Monitoring weather conditions involves the use of instruments such as rain gauges for measuring rainfall, thermometers for temperature, wind vanes for wind direction, anemometers for wind speed, barometers for atmospheric pressure, and hygrometers for relative humidity.
For example, rainfall is measured using a rain gauge, with calculations like mean monthly rainfall, annual rainfall, and annual range of rainfall being determined through specific formulas. Temperature is measured with a thermometer, with calculations involving mean daily temperature, diurnal range, monthly range, annual temperature, and mean annual temperature.
Wind direction is measured using a wind vane, while wind speed is gauged with an anemometer. Atmospheric pressure is measured with a barometer, and relative humidity is determined using a hygrometer, comparing readings from wet and dry-bulb thermometers.
Components Of Geographic Information System (GIS)
A system dedicated to capturing, storing, manipulating, analyzing, managing, and presenting various spatial or geographical data is known as a Geographic Information System (GIS). The term GIS may also refer to Geographical Information Science or Geospatial Information Studies, denoting the academic field or profession associated with working on geographic information systems. This falls within the broader discipline of Geoinformatics.
In a broader context, GIS encompasses any information system that integrates, stores, edits, analyzes, shares, and displays geographic information. GIS applications serve as tools enabling users to generate interactive queries, analyze spatial information, modify data on maps, and communicate the outcomes of these operations. Geographic information science forms the scientific foundation for understanding geographic concepts, applications, and systems.
Various sources contribute to the pool of geographic data, including satellite images, existing maps, land surveys, socio-economic statistical records, aerial photographs, and fieldwork or surveys.
GIS is comprised of five essential components:
Hardware: Includes devices such as keyboards, CPUs, mice, hard disks, etc.
Software: Encompasses applications like Microsoft Word, Corel Draw, Microsoft Excel, computer games, etc.
Data
People: Refers to those involved in designing, maintaining, and developing plans for the system.
Method: A successful GIS operates based on a well-designed plan and established business rules.
Introduction To Map Reading
The geographical aspect related to map reading is commonly known as Practical Geography. It involves the skill of recognizing conventional signs on a map and utilizing these signs to interpret the representation of the earth’s surface on paper. A map provides an overhead view of a large land area, such as a town, village, or country, condensed onto a single page.
Various types of maps exist, including Topographical Maps, Atlas Maps, Plan Maps, and Sketch Maps.
MAP SCALE
The map scale indicates the correlation between distances on the map and actual distances on the ground. It represents the ratio or proportion between measurements on the map and those on the ground. For example, a scale of 2cm to 1km signifies that two centimeters on the map represent one kilometer on the ground.

- _TASK MATERIAL_:

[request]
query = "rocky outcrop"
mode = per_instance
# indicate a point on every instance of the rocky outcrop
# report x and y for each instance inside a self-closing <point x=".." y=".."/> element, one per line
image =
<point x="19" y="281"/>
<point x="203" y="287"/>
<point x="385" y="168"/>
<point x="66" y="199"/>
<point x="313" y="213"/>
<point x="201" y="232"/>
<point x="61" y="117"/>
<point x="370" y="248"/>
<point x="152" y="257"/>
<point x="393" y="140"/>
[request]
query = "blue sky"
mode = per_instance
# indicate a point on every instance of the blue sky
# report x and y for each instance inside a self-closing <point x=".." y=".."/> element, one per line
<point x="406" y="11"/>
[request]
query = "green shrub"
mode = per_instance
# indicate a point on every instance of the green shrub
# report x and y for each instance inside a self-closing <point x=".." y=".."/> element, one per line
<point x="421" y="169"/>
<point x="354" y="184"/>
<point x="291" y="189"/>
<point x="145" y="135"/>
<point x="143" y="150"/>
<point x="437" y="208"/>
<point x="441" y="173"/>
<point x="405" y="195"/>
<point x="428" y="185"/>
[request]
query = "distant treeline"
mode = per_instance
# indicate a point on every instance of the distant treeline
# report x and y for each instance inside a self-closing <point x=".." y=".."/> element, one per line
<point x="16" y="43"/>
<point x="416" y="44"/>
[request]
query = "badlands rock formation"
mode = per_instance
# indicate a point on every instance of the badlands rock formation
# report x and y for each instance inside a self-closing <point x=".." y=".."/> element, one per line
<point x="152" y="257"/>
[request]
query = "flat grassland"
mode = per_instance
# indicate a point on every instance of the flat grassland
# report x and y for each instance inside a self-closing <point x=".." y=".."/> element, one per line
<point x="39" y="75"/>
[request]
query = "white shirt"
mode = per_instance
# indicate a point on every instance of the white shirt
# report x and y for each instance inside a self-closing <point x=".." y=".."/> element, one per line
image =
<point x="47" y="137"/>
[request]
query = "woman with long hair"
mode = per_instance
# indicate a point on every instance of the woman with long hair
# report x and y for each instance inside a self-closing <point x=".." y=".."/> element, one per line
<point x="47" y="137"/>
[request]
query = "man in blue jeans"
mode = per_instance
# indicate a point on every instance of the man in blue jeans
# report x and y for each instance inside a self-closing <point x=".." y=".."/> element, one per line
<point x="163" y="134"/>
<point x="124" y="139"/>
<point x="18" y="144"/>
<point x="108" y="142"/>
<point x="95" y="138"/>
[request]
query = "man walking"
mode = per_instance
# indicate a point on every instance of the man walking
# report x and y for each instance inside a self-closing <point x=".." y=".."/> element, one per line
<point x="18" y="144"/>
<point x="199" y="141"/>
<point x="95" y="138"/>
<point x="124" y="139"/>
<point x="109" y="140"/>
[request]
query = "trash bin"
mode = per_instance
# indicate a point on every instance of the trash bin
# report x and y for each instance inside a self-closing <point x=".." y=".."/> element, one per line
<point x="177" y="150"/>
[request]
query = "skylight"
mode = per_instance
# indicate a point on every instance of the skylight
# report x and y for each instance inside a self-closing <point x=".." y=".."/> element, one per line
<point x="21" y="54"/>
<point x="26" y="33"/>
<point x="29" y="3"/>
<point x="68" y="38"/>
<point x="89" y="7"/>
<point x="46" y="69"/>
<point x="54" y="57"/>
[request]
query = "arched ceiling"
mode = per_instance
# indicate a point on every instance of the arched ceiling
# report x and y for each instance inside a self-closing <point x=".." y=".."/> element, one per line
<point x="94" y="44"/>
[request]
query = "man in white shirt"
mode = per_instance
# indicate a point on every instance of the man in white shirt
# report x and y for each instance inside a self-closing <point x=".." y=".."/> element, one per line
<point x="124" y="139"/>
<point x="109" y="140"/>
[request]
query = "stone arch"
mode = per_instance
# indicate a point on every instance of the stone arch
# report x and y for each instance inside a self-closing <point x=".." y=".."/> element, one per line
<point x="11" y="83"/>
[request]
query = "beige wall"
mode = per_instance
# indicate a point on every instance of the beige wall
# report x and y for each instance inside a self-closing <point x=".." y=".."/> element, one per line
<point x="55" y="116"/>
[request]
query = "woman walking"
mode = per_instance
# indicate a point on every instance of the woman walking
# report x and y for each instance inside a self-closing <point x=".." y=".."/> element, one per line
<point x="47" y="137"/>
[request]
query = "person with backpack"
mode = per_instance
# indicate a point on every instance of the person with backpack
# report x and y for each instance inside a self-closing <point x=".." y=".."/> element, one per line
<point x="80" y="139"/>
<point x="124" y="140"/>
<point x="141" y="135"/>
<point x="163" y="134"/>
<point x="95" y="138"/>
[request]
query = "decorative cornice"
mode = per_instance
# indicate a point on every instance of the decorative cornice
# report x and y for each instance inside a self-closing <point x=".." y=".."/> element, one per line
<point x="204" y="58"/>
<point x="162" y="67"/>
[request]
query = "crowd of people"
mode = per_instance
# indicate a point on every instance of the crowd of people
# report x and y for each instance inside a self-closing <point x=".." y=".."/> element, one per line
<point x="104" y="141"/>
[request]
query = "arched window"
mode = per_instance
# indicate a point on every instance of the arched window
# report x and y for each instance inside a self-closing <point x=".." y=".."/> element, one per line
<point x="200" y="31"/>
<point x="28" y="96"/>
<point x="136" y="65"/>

- _EXERCISE INSTRUCTIONS_:
a – Transcribe the geography passage from "Various sources contribute" to "hard disks, etc.".
b – Extract each line of the entries that contains the string "cornice".

- _SOLUTIONS TO EACH TASK_:
a –
Various sources contribute to the pool of geographic data, including satellite images, existing maps, land surveys, socio-economic statistical records, aerial photographs, and fieldwork or surveys.
GIS is comprised of five essential components:
Hardware: Includes devices such as keyboards, CPUs, mice, hard disks, etc.

b –
query = "decorative cornice"
# indicate a point on every instance of the decorative cornice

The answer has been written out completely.